Information provided.
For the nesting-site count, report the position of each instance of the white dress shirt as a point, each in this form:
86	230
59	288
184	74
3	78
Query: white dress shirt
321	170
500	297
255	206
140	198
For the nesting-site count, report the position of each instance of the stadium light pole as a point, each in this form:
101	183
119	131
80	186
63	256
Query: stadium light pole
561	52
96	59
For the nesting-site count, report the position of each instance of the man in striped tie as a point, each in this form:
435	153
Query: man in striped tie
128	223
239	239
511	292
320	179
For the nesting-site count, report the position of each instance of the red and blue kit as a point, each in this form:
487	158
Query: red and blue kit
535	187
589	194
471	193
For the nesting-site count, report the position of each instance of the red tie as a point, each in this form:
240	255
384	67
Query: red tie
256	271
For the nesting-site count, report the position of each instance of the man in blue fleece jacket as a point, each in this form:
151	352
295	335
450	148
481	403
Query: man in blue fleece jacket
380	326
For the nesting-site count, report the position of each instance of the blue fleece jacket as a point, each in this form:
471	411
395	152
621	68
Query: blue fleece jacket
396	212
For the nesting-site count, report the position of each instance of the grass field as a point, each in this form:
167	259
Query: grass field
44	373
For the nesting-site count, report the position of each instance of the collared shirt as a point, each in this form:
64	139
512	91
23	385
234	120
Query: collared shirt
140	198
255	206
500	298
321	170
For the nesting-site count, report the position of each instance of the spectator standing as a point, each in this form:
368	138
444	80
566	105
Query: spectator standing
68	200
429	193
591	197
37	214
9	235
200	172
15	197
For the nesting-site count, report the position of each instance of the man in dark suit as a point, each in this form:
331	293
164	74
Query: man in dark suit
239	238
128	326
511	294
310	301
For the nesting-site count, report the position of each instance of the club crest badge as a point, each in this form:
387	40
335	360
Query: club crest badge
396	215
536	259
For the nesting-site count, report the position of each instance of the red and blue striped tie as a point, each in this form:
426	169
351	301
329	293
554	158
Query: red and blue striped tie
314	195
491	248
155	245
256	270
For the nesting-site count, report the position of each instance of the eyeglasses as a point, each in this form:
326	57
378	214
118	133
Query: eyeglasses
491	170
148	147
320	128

Work instruction.
Your reply should contain every record, unchanged and complete.

Solution to the exercise.
For the nesting-site count, report the position of each instance of the white dress shirt as a point, each in this form:
86	230
59	288
184	74
3	78
Query: white dress shirt
321	170
500	297
255	206
140	198
For the nesting-site count, report the position of each instance of the stadium light pole as a point, each in this form:
101	183
119	131
80	186
63	256
Query: stadium light pole
561	52
96	59
For the nesting-site count, report the position of each instance of the man in striped tie as a point, each in this form:
435	153
Query: man in striped tie
128	223
239	239
511	292
320	179
For the nesting-site count, report the position of each instance of the red and blue kit as a point, each in this form:
487	158
Query: red and blue kit
535	187
589	194
471	193
For the nesting-site count, report the position of each instance of the red tie as a point, each in this form:
240	255
384	67
Query: red tie
256	271
For the nesting-site count, report the position of each instance of the man in blue fleece jacket as a point, each in this form:
151	352
295	335
450	148
481	403
Query: man in blue fleece jacket
380	326
For the nesting-site count, report the position of each instance of the blue fleece jacket as a point, each in this form:
471	411
395	152
621	68
Query: blue fleece jacket
396	212
For the nesting-site count, report the position of each instance of the grass field as a point, each in this form:
167	259
Query: grass field
44	373
For the nesting-site count, report the position of each instance of the collared shirt as a point, each in this form:
64	139
512	91
23	385
234	120
Query: collared shirt
140	198
255	206
500	298
321	170
For the nesting-site count, report the position of each instance of the spectator standing as a point, each in this form:
368	138
444	80
566	105
Query: spectator standing
68	200
429	193
591	197
37	214
9	235
200	172
15	197
For the nesting-site count, report the position of each instance of the man in dark suit as a point, each in this form:
331	293
164	74
Query: man in dark suit
239	238
128	326
511	294
310	301
For the nesting-site count, report the position of each instance of the club crest badge as a point, each in this form:
387	40
335	360
Query: club crest badge
396	215
536	259
For the nesting-site count, report the position of each instance of the red and blue striped tie as a point, each in this form:
426	169
351	301
329	293
554	158
Query: red and blue striped tie
314	195
491	248
155	245
256	270
For the nesting-site count, report the position of each instance of the eyeglasses as a point, each in this form:
326	57
378	214
118	133
Query: eyeglasses
491	170
148	147
320	128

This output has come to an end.